• **EXERCISE DETAILS**:
Copy every one of the following items, reproducing each line without any change.

[Pointing dataset excerpts]
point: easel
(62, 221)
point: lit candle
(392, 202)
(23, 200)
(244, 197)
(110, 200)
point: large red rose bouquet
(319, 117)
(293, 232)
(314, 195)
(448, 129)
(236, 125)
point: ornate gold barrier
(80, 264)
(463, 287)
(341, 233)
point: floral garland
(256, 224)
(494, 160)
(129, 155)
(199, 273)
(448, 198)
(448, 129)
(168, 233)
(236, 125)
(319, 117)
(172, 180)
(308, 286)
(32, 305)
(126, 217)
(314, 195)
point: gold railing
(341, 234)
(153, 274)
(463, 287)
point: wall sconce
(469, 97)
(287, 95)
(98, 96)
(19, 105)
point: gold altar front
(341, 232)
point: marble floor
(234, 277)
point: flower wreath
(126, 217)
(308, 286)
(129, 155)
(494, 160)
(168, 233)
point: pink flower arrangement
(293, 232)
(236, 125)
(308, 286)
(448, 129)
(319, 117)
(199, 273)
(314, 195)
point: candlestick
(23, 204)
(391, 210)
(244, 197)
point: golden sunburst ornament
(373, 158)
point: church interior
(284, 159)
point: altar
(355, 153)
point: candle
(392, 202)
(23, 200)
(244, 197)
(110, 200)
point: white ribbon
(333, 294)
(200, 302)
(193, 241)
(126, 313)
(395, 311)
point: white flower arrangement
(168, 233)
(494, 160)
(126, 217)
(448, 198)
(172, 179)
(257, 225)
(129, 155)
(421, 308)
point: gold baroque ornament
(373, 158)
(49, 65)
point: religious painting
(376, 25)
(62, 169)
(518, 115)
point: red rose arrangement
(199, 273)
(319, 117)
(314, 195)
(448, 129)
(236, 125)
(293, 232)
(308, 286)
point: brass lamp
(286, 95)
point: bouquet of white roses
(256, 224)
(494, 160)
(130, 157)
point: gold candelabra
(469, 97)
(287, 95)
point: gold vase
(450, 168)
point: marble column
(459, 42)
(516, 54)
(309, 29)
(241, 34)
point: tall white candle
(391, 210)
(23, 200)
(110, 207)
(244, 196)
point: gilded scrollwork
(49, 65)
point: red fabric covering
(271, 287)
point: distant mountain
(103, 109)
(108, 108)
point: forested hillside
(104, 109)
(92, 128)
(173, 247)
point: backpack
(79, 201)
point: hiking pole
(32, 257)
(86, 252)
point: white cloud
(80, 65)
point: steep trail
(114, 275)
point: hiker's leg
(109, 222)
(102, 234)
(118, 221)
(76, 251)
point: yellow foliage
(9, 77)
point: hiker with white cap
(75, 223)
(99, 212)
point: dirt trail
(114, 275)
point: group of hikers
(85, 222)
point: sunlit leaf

• **WORKED SOLUTION**:
point: easel
(62, 221)
point: lit candle
(392, 202)
(23, 200)
(244, 197)
(110, 200)
point: large red rose bouquet
(319, 117)
(293, 232)
(314, 195)
(448, 129)
(236, 125)
point: ornate gold barrier
(80, 264)
(463, 287)
(341, 233)
point: floral garland
(256, 224)
(494, 160)
(129, 155)
(199, 273)
(448, 198)
(448, 129)
(168, 233)
(236, 125)
(319, 117)
(172, 180)
(308, 286)
(32, 305)
(126, 217)
(314, 195)
point: gold railing
(341, 234)
(153, 274)
(463, 287)
point: wall sconce
(469, 97)
(287, 95)
(98, 96)
(19, 105)
point: gold altar front
(341, 232)
point: marble floor
(234, 277)
point: flower wreath
(126, 217)
(308, 286)
(129, 155)
(494, 160)
(168, 233)
point: pink flower arrangement
(293, 232)
(236, 125)
(308, 286)
(448, 129)
(319, 117)
(199, 273)
(314, 195)
point: candlestick
(23, 204)
(391, 210)
(244, 197)
point: golden sunburst ornament
(373, 158)
point: church interior
(284, 159)
point: altar
(355, 153)
point: candle
(392, 202)
(23, 200)
(244, 197)
(110, 200)
point: white ribbon
(333, 294)
(200, 302)
(193, 241)
(126, 313)
(395, 311)
point: white flower arrangement
(168, 233)
(494, 160)
(126, 217)
(448, 198)
(172, 179)
(257, 225)
(129, 155)
(421, 308)
point: gold baroque ornament
(373, 158)
(49, 65)
point: religious painting
(376, 25)
(62, 169)
(518, 115)
point: red rose arrangement
(199, 273)
(319, 117)
(314, 195)
(448, 129)
(236, 125)
(293, 232)
(308, 286)
point: brass lamp
(286, 95)
point: bouquet of white roses
(256, 224)
(494, 160)
(130, 157)
point: gold candelabra
(469, 97)
(287, 95)
point: gold vase
(450, 168)
point: marble column
(459, 42)
(516, 54)
(309, 29)
(241, 34)
point: tall white candle
(391, 210)
(23, 200)
(110, 207)
(244, 196)
point: gilded scrollwork
(49, 65)
point: red fabric covering
(271, 287)
point: distant mountain
(103, 109)
(108, 108)
point: forested hillside
(104, 109)
(92, 128)
(173, 247)
point: backpack
(79, 201)
point: hiking pole
(32, 257)
(86, 252)
point: white cloud
(80, 65)
point: steep trail
(114, 275)
point: hiker's leg
(109, 222)
(102, 234)
(118, 221)
(76, 251)
point: yellow foliage
(9, 77)
point: hiker with white cap
(75, 223)
(99, 212)
point: dirt trail
(114, 275)
point: group of hikers
(85, 222)
point: sunlit leaf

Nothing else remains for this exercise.